**The request:** Reproduce the material from the line containing "mark every red" down through the line containing "(313, 245), (587, 362)", including both lines, and give only those lines. Keep the request as it stands, but multiply every coordinate in the answer by 1.3 and round each result to a whole number, rounding halves up.
###
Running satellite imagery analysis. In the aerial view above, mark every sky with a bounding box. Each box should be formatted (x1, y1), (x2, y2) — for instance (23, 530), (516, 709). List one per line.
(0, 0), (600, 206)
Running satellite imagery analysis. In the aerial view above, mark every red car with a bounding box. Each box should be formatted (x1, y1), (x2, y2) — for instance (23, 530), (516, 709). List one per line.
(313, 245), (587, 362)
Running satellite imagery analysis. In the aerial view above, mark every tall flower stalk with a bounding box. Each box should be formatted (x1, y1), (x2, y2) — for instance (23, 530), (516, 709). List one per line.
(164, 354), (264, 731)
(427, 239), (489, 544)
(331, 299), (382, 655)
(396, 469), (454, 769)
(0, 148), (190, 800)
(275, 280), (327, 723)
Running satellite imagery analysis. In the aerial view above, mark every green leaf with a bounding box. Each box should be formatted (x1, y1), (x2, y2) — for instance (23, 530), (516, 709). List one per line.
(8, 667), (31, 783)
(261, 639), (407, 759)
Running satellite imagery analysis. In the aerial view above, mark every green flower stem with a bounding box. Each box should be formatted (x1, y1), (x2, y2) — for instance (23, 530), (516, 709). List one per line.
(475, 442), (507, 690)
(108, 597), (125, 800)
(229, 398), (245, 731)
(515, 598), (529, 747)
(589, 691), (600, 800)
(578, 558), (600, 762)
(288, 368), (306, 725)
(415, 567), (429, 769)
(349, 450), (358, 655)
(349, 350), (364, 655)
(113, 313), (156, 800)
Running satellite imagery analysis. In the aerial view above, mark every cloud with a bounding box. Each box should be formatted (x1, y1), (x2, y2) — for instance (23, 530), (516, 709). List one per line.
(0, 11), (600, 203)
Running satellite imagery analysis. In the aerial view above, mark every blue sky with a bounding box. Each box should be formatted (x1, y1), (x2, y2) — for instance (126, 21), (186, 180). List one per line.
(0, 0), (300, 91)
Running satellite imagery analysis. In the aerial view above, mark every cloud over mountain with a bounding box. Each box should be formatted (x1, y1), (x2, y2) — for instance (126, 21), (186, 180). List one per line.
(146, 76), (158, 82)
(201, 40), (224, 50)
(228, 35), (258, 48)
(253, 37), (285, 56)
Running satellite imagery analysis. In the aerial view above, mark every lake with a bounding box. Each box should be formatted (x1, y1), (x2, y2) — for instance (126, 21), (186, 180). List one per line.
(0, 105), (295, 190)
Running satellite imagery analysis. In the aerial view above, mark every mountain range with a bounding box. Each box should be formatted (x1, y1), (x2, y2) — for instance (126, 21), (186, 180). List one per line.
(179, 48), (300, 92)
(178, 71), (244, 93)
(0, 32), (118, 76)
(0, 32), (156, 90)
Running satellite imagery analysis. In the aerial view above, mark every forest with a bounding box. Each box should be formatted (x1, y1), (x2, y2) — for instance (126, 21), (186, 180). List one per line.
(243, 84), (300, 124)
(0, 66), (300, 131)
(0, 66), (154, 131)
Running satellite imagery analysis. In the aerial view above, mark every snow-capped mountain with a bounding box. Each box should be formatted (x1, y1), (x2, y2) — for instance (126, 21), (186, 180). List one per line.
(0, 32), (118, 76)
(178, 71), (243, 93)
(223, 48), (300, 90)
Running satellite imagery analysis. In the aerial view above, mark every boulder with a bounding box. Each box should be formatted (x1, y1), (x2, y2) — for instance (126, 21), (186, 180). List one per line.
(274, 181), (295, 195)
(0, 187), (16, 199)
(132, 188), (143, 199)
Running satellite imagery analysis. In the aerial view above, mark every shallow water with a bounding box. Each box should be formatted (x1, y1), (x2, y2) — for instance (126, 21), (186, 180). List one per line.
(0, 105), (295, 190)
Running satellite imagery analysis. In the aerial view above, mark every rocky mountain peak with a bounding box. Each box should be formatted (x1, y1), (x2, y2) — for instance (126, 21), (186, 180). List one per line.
###
**Answer to this problem:**
Running satellite imagery analysis. In the aerial view above, mark every red car with a bounding box. Each box should be formatted (x1, y1), (x2, y2) — for instance (23, 530), (516, 709). List one per line.
(407, 319), (763, 471)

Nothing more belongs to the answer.